### Action item
The records that follow must be repeated exactly, minus the images.

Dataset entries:
- - -

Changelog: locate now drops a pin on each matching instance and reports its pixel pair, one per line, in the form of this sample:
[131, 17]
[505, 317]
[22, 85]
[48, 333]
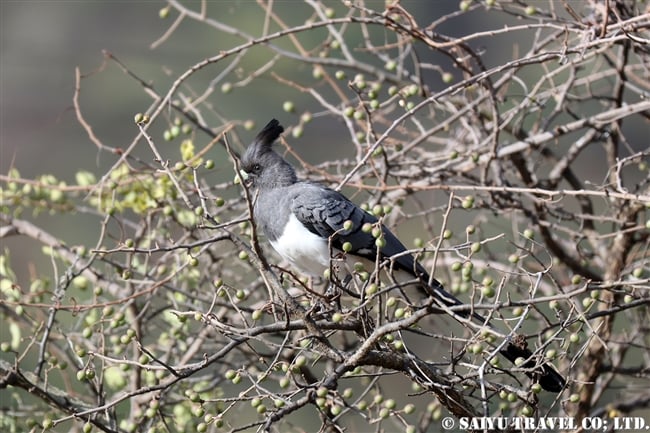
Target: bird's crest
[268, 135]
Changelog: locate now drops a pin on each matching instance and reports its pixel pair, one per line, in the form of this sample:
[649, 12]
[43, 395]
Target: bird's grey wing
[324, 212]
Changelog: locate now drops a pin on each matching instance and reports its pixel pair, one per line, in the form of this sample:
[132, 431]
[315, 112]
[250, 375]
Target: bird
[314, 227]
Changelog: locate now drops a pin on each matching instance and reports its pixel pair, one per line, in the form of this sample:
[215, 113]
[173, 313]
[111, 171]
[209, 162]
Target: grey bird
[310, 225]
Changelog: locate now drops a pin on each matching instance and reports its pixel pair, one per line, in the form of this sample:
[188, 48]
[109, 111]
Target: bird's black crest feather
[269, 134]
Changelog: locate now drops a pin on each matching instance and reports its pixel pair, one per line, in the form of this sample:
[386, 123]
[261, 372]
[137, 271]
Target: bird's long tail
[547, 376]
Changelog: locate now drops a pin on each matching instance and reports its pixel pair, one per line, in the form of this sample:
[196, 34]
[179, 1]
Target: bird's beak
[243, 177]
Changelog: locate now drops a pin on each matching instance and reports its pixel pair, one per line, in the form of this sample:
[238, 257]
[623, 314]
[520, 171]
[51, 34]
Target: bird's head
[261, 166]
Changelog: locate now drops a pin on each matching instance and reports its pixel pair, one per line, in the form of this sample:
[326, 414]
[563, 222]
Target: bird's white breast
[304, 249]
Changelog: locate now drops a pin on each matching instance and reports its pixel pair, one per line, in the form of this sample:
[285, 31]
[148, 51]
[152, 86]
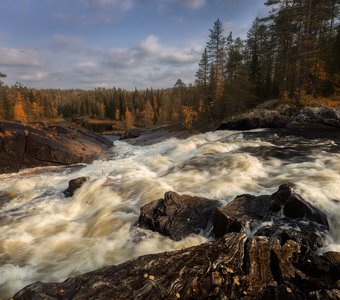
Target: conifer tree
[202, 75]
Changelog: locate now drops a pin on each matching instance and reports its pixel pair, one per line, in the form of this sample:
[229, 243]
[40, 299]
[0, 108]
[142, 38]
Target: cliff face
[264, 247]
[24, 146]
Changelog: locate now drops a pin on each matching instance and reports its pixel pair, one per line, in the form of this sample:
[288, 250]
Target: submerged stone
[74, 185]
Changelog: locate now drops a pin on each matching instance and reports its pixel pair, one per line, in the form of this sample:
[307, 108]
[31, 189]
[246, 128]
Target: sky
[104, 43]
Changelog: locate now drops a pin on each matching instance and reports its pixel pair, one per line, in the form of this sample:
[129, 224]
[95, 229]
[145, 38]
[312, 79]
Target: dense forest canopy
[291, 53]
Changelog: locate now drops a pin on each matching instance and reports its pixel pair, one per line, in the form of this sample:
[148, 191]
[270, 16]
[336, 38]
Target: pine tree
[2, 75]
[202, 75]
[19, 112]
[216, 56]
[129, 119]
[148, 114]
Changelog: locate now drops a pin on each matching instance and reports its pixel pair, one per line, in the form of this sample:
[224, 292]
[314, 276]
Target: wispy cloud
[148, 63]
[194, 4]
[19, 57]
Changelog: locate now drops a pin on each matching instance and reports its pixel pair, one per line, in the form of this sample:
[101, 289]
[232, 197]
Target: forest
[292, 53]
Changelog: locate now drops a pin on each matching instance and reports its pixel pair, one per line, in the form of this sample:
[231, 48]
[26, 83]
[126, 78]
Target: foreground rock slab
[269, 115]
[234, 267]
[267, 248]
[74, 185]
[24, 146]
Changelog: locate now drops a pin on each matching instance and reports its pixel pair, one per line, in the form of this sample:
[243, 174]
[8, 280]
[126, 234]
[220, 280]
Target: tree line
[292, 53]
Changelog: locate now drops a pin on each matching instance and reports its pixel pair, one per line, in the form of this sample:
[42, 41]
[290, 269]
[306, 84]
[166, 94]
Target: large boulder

- - -

### Task result
Changelog: locate now drops a pin on each matching instance and reports its pixel pair, one per line, in the form of this sample:
[131, 17]
[505, 317]
[22, 85]
[48, 333]
Target: bird's crest
[268, 135]
Changelog: locate now drops a pin on each matching instance and reports its pixel pair, one per line, in the form of this sample:
[649, 12]
[43, 395]
Target: bird's grey wing
[324, 212]
Changelog: locate now drops a pin on each matching instance and reports its pixel pair, one per line, in the form of this sample:
[132, 431]
[315, 112]
[250, 375]
Target: bird
[314, 227]
Changelog: locate now drops a pin on each matching instance and reports its pixel pair, one per line, in the form of this sample:
[215, 113]
[173, 313]
[111, 171]
[209, 162]
Target: grey bird
[310, 225]
Changelog: locate now drops a pin on each matching instance and reports its pixel pair, one per line, in the form of this sample:
[188, 48]
[109, 111]
Target: bird's black crest feather
[269, 134]
Changelog: locate now drops a pin on each matching instance and reports its pixel pair, one per line, in the form of this sample:
[386, 123]
[261, 372]
[137, 271]
Target: bird's long tail
[547, 376]
Changelog: locate now drops a pin on each matching instance and reports its pixel pair, one per line, in the form of this sample:
[196, 34]
[179, 1]
Target: bird's beak
[243, 177]
Changelog: locate now drops a pin on each matching instance and reports its pixel pair, one per line, in the form of this sample:
[238, 257]
[623, 314]
[520, 171]
[51, 34]
Target: bird's head
[261, 166]
Changelog: locate now drops a pin on each matching instance and reports its pixel pair, one per line, in the form of this sample:
[326, 414]
[563, 222]
Target: bird's white breast
[304, 249]
Changelog: locate now drops a pin on each matching instance and reports its pixel pair, one per line, in the form of this sample:
[285, 31]
[148, 51]
[152, 86]
Target: conifer tree
[202, 75]
Changelog: locate now drops a pin on each matching instance and reports its pixel pair, one per line, in the form of this sample:
[229, 243]
[40, 299]
[0, 108]
[142, 38]
Target: cliff face
[264, 247]
[24, 146]
Changelog: locate now drops a pin on each matching instance and reports its pixel pair, one per line, in the form of this sample:
[288, 250]
Target: submerged stone
[74, 185]
Changelog: locate now drops a pin on each matching instance and reports its pixel pair, one per line, in the form of this sample:
[307, 108]
[31, 189]
[246, 128]
Target: sky
[104, 43]
Changelog: locate now drops a pin on each matching instance and reports its pixel pair, one per line, in the form of this sample:
[129, 224]
[95, 229]
[145, 38]
[312, 79]
Target: dense forest canopy
[291, 53]
Changelog: locate now drops a pin on each matching instance and reports its pixel pair, one per line, in the form of this sample:
[148, 191]
[270, 16]
[336, 38]
Target: pine tree
[2, 75]
[202, 75]
[19, 112]
[216, 56]
[129, 119]
[148, 114]
Changelog: locate now drops a pin on each matching instance and reports its pixel pair, one per line, in the form of this sample:
[224, 292]
[314, 276]
Target: wispy cloud
[148, 63]
[194, 4]
[19, 57]
Changelog: locate now drops a pin on each matching instance and reports its pixel pair, one per line, in the form of this sample:
[101, 289]
[232, 197]
Target: forest
[292, 53]
Changelog: locate now drops a pin on each matching instance and reports its pixel pair, one per line, in the form of this sample:
[231, 48]
[26, 83]
[126, 78]
Target: foreground rock slab
[269, 115]
[234, 267]
[267, 248]
[74, 185]
[24, 146]
Changelog: locate now drops a pin on each matching instance and reports its pixel pair, one per line, in the form of this sample:
[243, 174]
[8, 280]
[126, 234]
[220, 280]
Target: tree line
[292, 53]
Changelog: locate now drops a pin on each matching instance and reports its pixel pair, one per line, in the form of this sample:
[42, 41]
[290, 269]
[306, 84]
[166, 94]
Target: large boulder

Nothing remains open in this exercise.